[Entries excerpted from a collection]

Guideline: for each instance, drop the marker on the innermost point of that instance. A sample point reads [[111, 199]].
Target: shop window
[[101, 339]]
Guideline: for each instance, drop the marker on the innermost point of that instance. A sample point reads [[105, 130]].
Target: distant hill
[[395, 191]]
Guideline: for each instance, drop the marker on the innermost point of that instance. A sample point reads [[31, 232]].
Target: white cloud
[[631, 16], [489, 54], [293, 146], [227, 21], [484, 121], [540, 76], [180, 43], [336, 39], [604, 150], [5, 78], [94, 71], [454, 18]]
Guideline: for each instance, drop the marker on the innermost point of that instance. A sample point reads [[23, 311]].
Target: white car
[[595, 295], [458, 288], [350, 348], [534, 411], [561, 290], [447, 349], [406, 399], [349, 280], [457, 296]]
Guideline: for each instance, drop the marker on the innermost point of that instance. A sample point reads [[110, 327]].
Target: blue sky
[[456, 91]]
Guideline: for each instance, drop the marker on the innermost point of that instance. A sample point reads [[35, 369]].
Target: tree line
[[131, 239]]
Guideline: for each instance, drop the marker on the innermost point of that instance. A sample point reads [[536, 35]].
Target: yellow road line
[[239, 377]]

* What is asked: Please render every line of the entries above as a Markdown table with two columns, "No." for the row number and "Text" for the line, leaving out any blank lines.

* Result of this exercise:
| No. | Text |
|---|---|
| 1 | Guideline: for each instance, drop the marker on the innermost point of that instance. A sample point reads [[111, 199]]. |
| 2 | Target: shop window |
| 3 | [[101, 339]] |
| 4 | Guideline: for each instance, drop the marker on the innermost point of that instance. A sample point reads [[105, 130]]. |
| 5 | Target: distant hill |
| 6 | [[395, 191]] |
| 7 | Guideline: for each instance, drop the marker on the innermost point of that instance. A sample point reads [[31, 232]]. |
| 8 | Target: white cloud |
| 9 | [[631, 16], [489, 54], [293, 146], [227, 21], [484, 121], [540, 76], [180, 43], [336, 39], [604, 150], [5, 78], [94, 71], [454, 18]] |
| 10 | Guideline: for each instance, drop the marker on the innermost point of that instance. A sample point reads [[23, 311]]. |
| 11 | Target: white car |
| 12 | [[595, 295], [458, 288], [350, 348], [534, 411], [561, 290], [447, 349], [406, 399], [349, 280], [457, 296]] |
| 13 | Guideline: for each instance, drop the marker on the innermost point of that instance. A sample point reads [[110, 327]]. |
| 14 | Target: blue sky |
| 15 | [[456, 91]] |
| 16 | Guideline: for each instance, drop the marker on the innermost point of that instance. A sample point reads [[35, 369]]. |
| 17 | Target: tree line |
| 18 | [[131, 239]] |
| 19 | Guideline: for each instance, drop the marker on the innermost point of that instance. A sample point reads [[536, 35]]. |
| 20 | Target: yellow road line |
| 21 | [[239, 377]] |